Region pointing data
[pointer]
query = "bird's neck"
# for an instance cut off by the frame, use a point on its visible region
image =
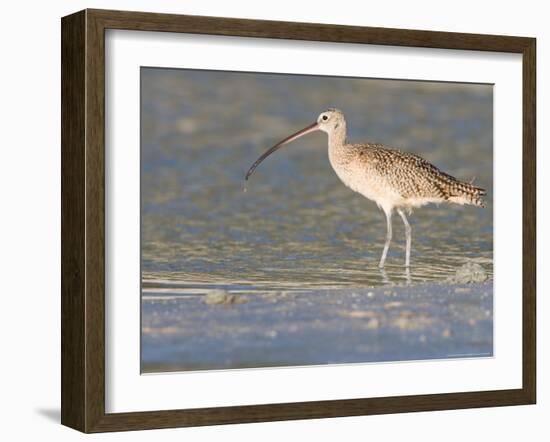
(337, 137)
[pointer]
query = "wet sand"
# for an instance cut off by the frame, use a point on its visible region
(197, 329)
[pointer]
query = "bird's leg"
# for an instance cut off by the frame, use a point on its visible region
(408, 235)
(388, 239)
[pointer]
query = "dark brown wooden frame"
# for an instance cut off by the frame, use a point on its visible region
(83, 220)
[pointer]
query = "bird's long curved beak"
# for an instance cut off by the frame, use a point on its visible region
(306, 130)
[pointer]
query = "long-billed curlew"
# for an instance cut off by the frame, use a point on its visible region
(389, 177)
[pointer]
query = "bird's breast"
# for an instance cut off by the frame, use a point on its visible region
(356, 174)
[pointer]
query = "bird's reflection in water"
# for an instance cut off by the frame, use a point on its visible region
(387, 281)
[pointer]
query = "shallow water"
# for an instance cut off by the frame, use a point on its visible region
(297, 226)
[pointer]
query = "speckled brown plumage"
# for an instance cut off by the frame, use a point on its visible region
(394, 180)
(412, 176)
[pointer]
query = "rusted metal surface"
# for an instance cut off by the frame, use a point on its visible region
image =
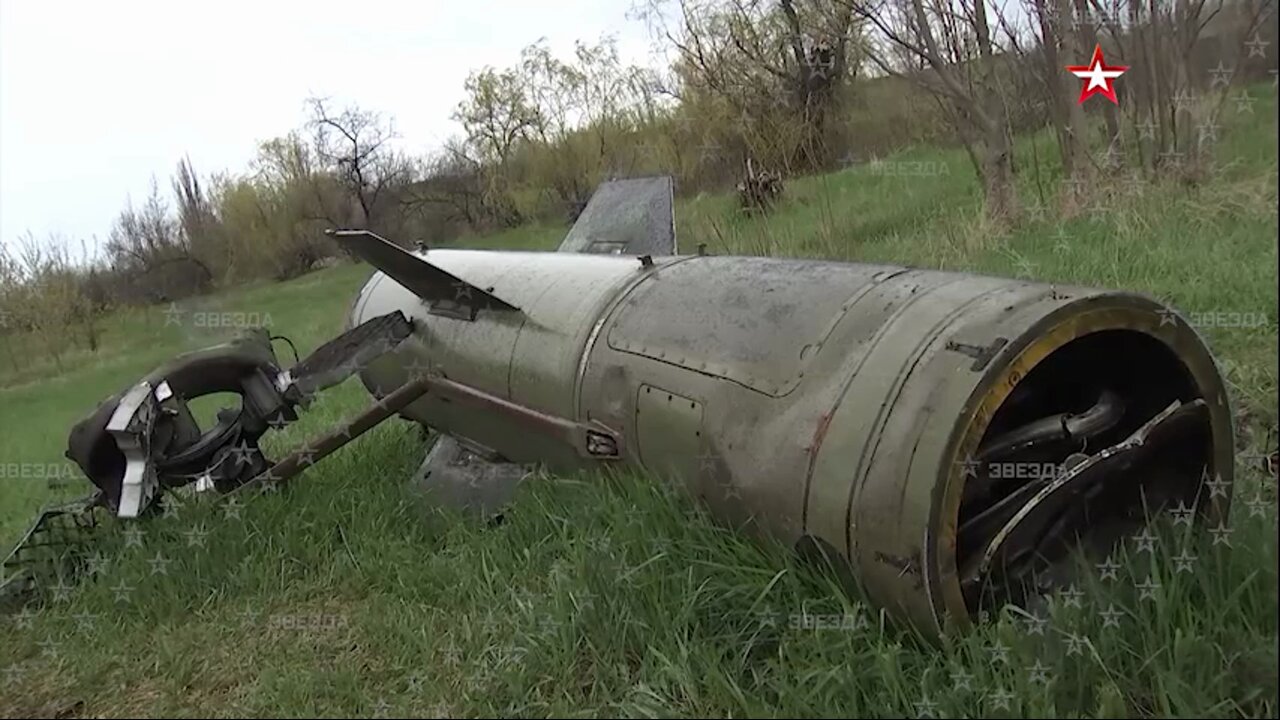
(321, 447)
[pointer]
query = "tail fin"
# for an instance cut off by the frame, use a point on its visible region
(417, 276)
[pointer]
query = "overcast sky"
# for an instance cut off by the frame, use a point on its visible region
(95, 98)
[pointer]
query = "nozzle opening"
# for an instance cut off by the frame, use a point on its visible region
(1102, 433)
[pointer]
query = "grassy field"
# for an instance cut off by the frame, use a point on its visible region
(611, 595)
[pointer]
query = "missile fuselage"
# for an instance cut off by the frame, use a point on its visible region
(883, 413)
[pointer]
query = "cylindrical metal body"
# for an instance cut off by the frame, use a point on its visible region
(839, 402)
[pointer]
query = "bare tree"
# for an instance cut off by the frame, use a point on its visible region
(1173, 99)
(359, 146)
(947, 46)
(764, 58)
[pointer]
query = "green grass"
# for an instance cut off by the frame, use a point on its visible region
(611, 595)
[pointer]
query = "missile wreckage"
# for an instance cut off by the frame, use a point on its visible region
(951, 440)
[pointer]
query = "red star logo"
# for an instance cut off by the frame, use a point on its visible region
(1100, 74)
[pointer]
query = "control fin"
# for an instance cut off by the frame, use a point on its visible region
(626, 217)
(429, 282)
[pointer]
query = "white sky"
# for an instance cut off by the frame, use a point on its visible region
(96, 96)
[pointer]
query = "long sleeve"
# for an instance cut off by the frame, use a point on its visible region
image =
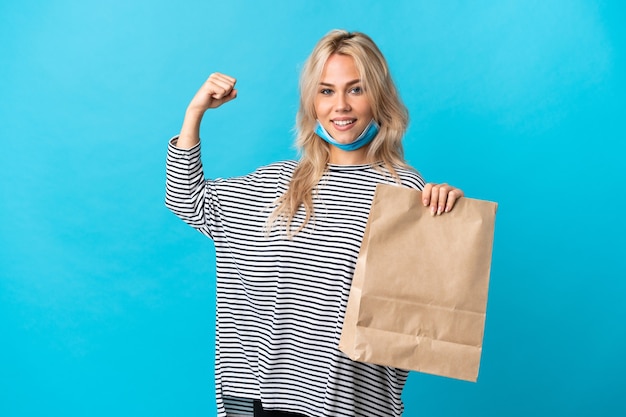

- **Your objective**:
In the records above, find each line that mentions the word "missile", and copy it.

- **Response below**:
query = "missile fuselage"
query = "missile wreckage"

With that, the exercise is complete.